▶ Your objective:
Quote, word for word, every line starting at the line that contains "outline --target=purple flower" and ending with the last line of the records; include both of these lines and no others.
====== Record excerpts ======
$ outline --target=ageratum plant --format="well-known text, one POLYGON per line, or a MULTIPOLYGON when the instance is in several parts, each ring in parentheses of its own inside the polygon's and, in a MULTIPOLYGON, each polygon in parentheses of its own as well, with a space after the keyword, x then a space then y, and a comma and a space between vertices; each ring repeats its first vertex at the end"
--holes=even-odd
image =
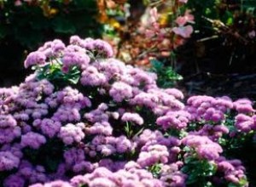
POLYGON ((35 72, 0 89, 3 186, 248 186, 226 145, 255 134, 251 101, 184 105, 179 90, 112 55, 106 42, 75 36, 27 56, 35 72))

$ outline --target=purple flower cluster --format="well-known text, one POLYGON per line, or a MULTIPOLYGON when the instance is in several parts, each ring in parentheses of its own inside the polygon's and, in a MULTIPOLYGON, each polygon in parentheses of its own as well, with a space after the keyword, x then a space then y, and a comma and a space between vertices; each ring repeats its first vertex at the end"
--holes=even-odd
POLYGON ((256 130, 256 115, 249 116, 245 114, 238 114, 235 119, 235 126, 239 131, 249 133, 256 130))
POLYGON ((183 144, 195 150, 200 158, 209 161, 217 160, 222 147, 206 136, 188 135, 182 140, 183 144))
POLYGON ((214 122, 224 120, 224 113, 233 108, 232 100, 227 96, 222 98, 192 96, 187 104, 186 110, 191 114, 192 119, 214 122))
POLYGON ((256 130, 251 101, 193 96, 185 105, 182 92, 158 88, 155 74, 112 55, 102 40, 48 42, 25 66, 55 65, 63 73, 76 67, 77 84, 54 85, 40 79, 39 68, 19 87, 0 88, 4 187, 182 187, 192 156, 216 165, 214 184, 246 180, 241 162, 221 156, 218 140, 230 133, 232 110, 236 133, 256 130))

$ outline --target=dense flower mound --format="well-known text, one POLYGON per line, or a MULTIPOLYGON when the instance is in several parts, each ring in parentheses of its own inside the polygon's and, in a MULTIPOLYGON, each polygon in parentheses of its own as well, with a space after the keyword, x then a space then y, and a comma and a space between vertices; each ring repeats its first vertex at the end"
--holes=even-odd
POLYGON ((35 73, 0 88, 0 184, 248 185, 226 148, 230 137, 253 138, 250 100, 193 96, 183 104, 179 90, 112 55, 102 40, 72 37, 27 56, 35 73))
======
▶ Completed exercise:
$ outline --target=purple flower cluster --format="well-known text, one POLYGON per line, or a MULTIPOLYGON when the instance is in several parts, each ring in parentheses of its own inside the polygon's and, in a MULTIPOLYGON, each polygon in parentheses of its own as well, with a space after the keyword, x then a space then y, and a comma and a space between vertices; each ring repeats its first vertex at the end"
--holes=even-odd
POLYGON ((256 130, 256 115, 249 116, 245 114, 238 114, 235 119, 235 126, 239 131, 249 133, 256 130))
POLYGON ((183 144, 195 150, 200 158, 209 161, 217 160, 222 147, 206 136, 188 135, 182 140, 183 144))
POLYGON ((214 122, 224 120, 224 113, 233 108, 232 100, 227 96, 222 98, 192 96, 187 104, 186 110, 191 114, 192 119, 214 122))
POLYGON ((256 130, 251 101, 193 96, 185 105, 182 92, 158 88, 155 74, 112 55, 102 40, 48 42, 25 66, 55 65, 63 73, 76 67, 77 84, 54 85, 40 79, 39 68, 19 87, 0 88, 4 187, 182 187, 192 156, 216 165, 214 184, 246 180, 241 162, 221 156, 218 140, 230 133, 232 110, 236 133, 256 130))

$ outline --target=dense flower mound --format="well-known text, one POLYGON per line, or a MULTIPOLYGON when the instance is in several parts, each ring in parentheses of its own inside the polygon's and, in a MULTIPOLYGON, each polygon in parentheses of its own as well, with a space after the keyword, x then a space then y, and a comma and a space between vertices; each ring repeats its first vertex at the end"
--holes=even-odd
POLYGON ((35 73, 0 88, 0 184, 248 185, 226 148, 230 137, 253 138, 250 100, 193 96, 183 104, 179 90, 112 55, 102 40, 72 37, 27 56, 35 73))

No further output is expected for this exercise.